■ PROBLEM REQUIREMENTS ■
Can you write out the lines below word for word, leaving out the picture?
--- RECORD SET ---
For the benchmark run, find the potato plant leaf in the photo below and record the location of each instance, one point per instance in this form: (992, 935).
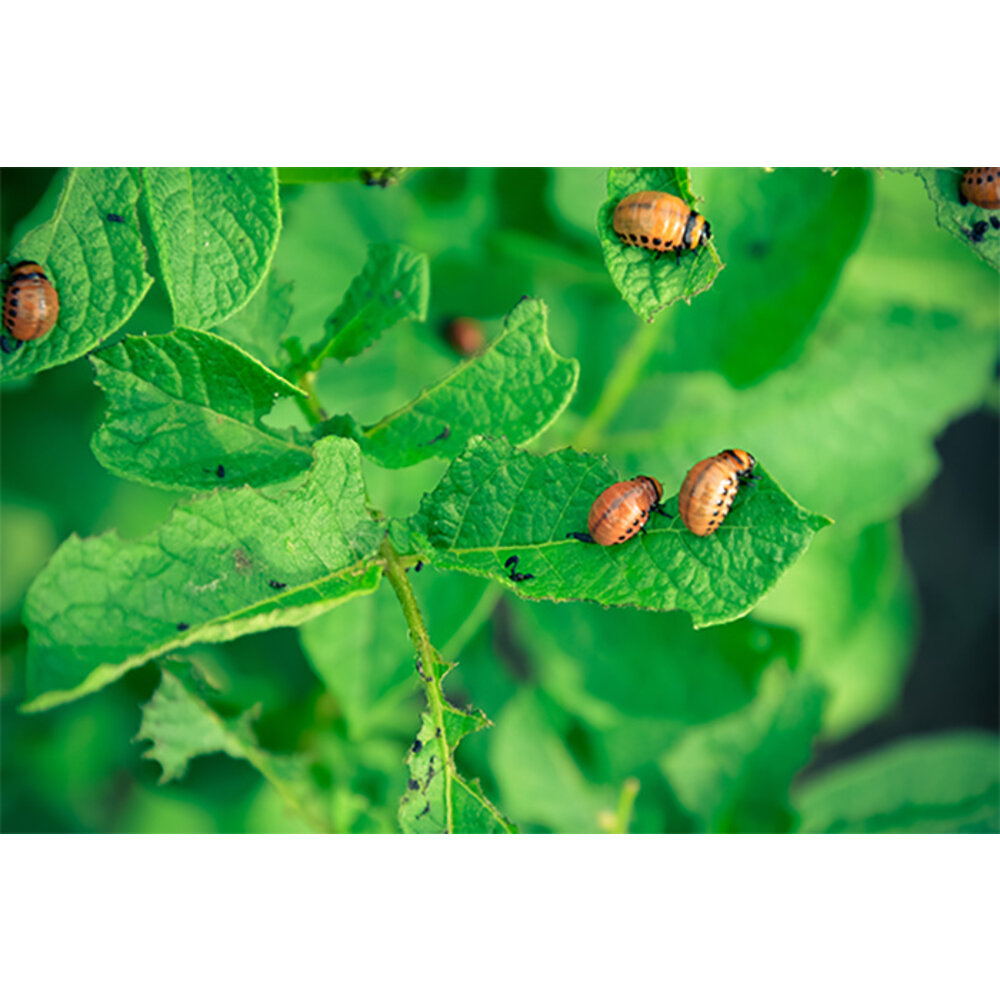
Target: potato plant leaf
(185, 412)
(869, 398)
(970, 224)
(93, 254)
(181, 724)
(783, 257)
(438, 798)
(941, 783)
(732, 774)
(364, 657)
(539, 781)
(215, 231)
(259, 326)
(224, 564)
(649, 282)
(495, 503)
(514, 389)
(393, 285)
---
■ RESULT FOR THIS EXERCISE ■
For the benchmark run, find the potato plant leaf in the photo below and record the location of each instance, one point per instance in this form: (992, 935).
Target: potato plant leaf
(185, 412)
(869, 398)
(970, 224)
(93, 254)
(181, 724)
(783, 257)
(438, 798)
(941, 783)
(732, 774)
(364, 657)
(539, 781)
(215, 231)
(259, 326)
(224, 564)
(649, 282)
(495, 503)
(514, 389)
(393, 285)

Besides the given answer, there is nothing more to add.